**INSTRUCTIONS FOR THE TASK**
In the listing below, start at the line that contains "sleeve and report its bounding box." and end with the line that contains "[200,227,239,282]". Lay out those lines as a numbered list, leaving out any blank lines.

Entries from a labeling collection

+-------+

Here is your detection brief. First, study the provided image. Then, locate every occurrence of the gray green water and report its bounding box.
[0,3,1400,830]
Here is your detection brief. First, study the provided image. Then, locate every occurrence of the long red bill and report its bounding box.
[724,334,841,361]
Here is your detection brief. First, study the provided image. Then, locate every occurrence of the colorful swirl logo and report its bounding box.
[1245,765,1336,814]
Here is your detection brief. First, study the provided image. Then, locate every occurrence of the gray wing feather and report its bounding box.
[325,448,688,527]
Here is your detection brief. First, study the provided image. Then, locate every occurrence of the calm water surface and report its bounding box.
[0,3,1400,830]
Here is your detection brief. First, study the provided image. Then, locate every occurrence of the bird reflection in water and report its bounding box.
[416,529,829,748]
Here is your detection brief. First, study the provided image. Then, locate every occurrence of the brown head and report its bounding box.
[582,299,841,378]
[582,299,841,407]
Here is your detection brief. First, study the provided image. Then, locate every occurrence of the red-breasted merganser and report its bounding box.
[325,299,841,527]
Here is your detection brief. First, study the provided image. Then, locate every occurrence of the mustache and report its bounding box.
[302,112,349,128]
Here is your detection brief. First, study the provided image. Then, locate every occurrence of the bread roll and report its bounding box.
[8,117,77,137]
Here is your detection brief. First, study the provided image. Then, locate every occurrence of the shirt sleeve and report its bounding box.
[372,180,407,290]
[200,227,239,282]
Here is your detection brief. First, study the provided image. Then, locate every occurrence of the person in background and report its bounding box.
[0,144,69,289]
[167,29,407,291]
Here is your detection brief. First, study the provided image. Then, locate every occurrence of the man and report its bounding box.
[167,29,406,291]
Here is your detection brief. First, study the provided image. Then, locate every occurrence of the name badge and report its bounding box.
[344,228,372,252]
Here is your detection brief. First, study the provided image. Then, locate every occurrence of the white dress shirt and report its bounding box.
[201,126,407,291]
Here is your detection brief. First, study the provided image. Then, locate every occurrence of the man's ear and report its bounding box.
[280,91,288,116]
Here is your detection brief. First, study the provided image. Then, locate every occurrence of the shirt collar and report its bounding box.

+-------+

**OUTPUT**
1. Here is your detection brief. First, study the provided image. Then, locate every occurrence of the shirt sleeve and report its bounding box.
2. [372,180,407,290]
3. [200,227,239,282]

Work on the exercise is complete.